*ACTIVITY*
Keep only the lines of the data below that contain "boulder", and copy them.

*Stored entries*

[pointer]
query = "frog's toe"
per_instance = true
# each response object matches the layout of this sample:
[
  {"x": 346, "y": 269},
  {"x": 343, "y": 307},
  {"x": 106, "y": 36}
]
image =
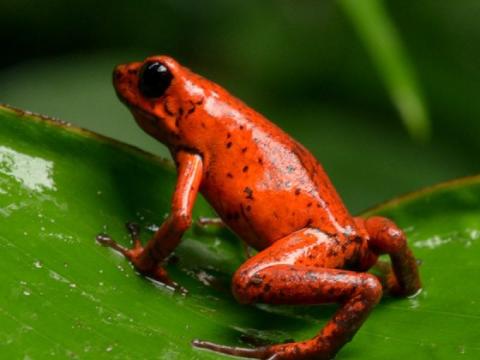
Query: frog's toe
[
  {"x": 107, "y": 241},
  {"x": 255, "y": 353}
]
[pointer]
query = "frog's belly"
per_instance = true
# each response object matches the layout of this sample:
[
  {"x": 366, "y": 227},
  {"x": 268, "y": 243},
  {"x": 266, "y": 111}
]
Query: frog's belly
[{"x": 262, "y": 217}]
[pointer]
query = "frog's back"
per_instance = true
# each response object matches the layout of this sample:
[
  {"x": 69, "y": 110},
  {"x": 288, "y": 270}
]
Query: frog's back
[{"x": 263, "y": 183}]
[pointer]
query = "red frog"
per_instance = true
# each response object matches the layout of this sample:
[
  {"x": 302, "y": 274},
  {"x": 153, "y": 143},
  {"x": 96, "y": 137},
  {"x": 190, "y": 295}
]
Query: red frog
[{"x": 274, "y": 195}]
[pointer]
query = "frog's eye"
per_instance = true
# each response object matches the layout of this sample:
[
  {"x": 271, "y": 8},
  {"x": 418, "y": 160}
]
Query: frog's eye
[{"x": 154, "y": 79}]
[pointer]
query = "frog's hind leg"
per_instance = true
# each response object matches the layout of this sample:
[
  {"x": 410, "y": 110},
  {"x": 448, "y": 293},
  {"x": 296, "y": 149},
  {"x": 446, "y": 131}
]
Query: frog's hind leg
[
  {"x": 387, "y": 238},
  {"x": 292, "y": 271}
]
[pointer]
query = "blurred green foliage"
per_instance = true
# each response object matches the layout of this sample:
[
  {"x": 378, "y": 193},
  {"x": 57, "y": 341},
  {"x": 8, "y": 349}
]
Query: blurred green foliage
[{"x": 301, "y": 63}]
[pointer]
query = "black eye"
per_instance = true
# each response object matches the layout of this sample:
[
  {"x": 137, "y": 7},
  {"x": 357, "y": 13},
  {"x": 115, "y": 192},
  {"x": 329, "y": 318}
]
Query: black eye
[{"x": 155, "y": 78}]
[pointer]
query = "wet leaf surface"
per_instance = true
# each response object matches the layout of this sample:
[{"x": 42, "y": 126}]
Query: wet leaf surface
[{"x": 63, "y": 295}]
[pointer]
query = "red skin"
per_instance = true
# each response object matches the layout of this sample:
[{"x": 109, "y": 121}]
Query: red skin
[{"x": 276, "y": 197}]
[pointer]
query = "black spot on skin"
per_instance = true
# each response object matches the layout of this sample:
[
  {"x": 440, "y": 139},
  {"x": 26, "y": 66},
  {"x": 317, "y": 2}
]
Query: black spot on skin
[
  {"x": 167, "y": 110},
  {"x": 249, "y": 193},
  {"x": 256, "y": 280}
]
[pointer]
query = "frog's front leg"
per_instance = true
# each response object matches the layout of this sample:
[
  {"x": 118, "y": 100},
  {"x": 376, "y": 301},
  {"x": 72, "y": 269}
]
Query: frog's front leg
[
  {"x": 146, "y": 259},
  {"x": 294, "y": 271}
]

* * *

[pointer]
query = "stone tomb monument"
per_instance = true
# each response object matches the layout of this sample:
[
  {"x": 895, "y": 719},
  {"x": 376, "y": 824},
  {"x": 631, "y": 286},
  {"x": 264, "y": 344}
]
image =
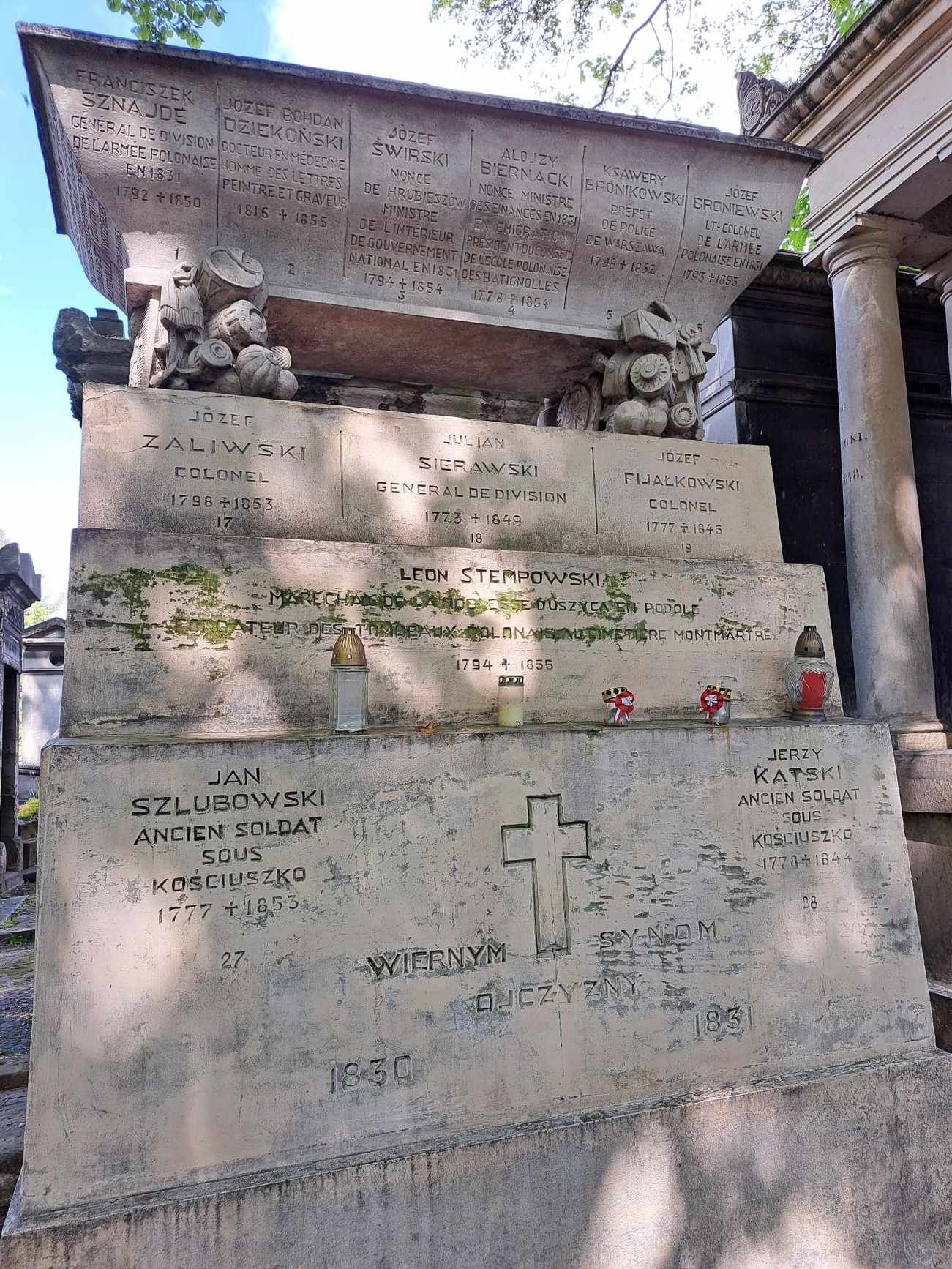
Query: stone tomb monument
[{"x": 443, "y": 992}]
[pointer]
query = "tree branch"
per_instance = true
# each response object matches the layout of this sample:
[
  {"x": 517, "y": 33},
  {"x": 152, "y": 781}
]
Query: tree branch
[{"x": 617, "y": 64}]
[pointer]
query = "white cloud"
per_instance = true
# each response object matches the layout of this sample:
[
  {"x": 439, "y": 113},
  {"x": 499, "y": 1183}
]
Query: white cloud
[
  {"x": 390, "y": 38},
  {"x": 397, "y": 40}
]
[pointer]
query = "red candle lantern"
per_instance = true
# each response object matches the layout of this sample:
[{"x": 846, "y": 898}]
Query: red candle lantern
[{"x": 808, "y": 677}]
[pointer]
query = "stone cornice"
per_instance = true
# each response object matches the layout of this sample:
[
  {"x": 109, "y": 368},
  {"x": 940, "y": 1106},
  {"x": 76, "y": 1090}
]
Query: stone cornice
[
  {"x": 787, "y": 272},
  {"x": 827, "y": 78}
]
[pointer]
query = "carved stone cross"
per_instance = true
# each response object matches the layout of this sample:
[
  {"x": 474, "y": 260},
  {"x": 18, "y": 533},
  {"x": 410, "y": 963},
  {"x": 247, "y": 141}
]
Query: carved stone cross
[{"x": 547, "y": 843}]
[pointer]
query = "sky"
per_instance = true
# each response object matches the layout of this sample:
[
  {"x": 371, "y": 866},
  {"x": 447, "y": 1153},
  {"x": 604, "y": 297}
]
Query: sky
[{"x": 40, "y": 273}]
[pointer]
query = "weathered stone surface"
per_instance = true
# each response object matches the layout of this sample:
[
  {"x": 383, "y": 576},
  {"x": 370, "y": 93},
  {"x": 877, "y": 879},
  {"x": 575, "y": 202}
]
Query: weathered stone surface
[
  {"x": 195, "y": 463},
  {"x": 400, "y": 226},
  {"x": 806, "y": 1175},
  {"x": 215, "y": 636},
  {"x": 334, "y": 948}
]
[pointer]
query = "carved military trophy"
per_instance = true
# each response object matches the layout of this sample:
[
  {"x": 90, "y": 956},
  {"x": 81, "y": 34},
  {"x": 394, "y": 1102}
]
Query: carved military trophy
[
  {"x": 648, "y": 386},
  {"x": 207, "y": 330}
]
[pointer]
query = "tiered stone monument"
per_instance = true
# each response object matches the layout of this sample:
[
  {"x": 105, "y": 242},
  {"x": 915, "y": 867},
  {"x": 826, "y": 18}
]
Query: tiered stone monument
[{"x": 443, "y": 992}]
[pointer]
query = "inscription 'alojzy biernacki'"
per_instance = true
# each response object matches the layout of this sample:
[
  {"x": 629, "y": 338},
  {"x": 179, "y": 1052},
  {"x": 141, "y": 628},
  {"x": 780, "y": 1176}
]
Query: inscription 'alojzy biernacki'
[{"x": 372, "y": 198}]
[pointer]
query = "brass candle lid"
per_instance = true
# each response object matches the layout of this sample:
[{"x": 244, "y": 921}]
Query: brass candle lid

--

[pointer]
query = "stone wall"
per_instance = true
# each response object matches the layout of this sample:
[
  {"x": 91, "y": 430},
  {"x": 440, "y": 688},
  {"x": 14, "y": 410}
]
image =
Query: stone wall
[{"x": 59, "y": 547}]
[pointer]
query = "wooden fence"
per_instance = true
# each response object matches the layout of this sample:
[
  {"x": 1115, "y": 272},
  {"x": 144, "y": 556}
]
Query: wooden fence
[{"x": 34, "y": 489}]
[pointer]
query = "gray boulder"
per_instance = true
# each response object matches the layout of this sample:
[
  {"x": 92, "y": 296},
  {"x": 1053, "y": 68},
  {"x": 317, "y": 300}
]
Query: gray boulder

*OUTPUT BELOW*
query = "gray boulder"
Query: gray boulder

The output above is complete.